WORK ITEM >>
What's needed is an exact copy of all the data below, without pictures.
--- DATASET CONTENT Enclosed Below ---
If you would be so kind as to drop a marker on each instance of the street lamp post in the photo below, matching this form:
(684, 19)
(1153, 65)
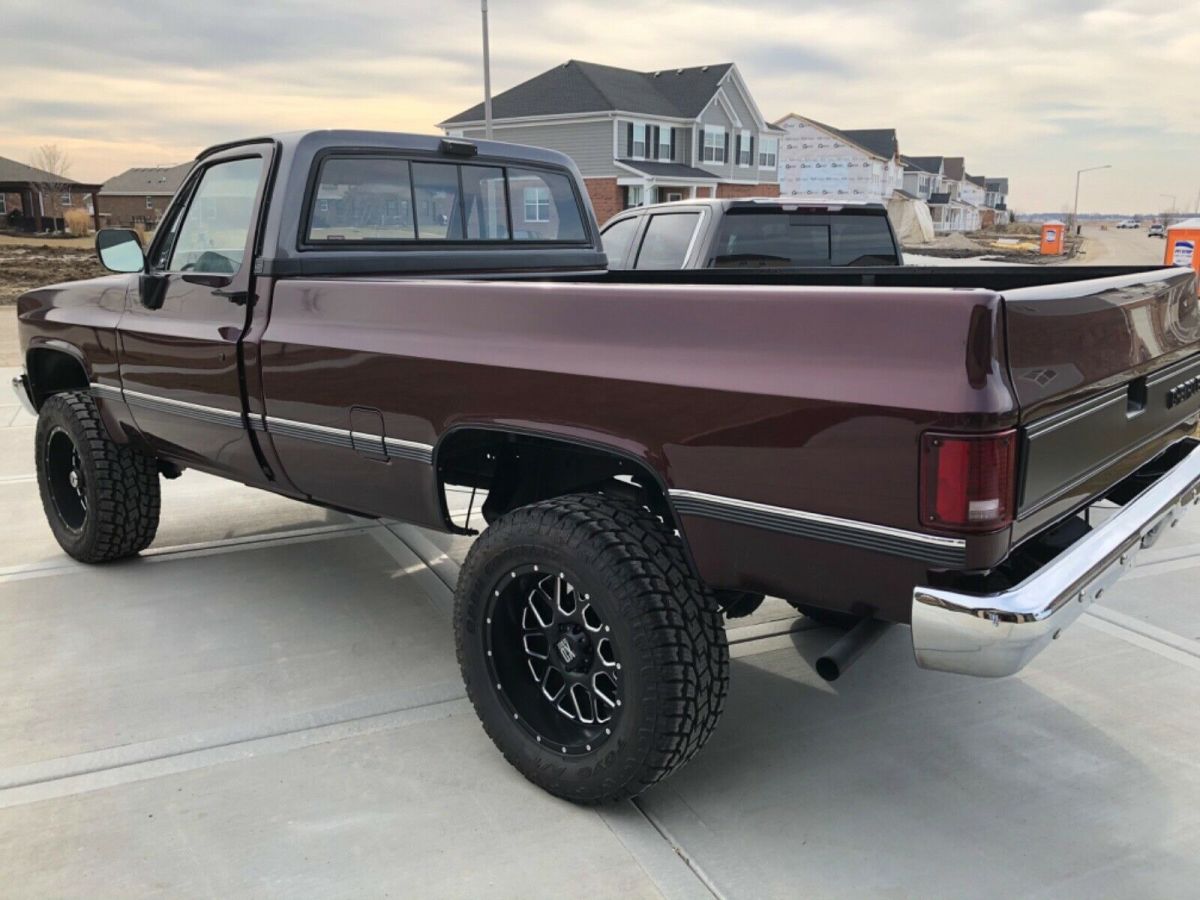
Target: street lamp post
(487, 77)
(1074, 214)
(1170, 213)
--- End of Enclosed DATASET CONTENT ---
OUTPUT >>
If you would be so kind as to drop a marker on each instance of the street lamp post in the photo below, matching this form:
(684, 19)
(1153, 65)
Target: street lamp post
(487, 77)
(1074, 214)
(1170, 213)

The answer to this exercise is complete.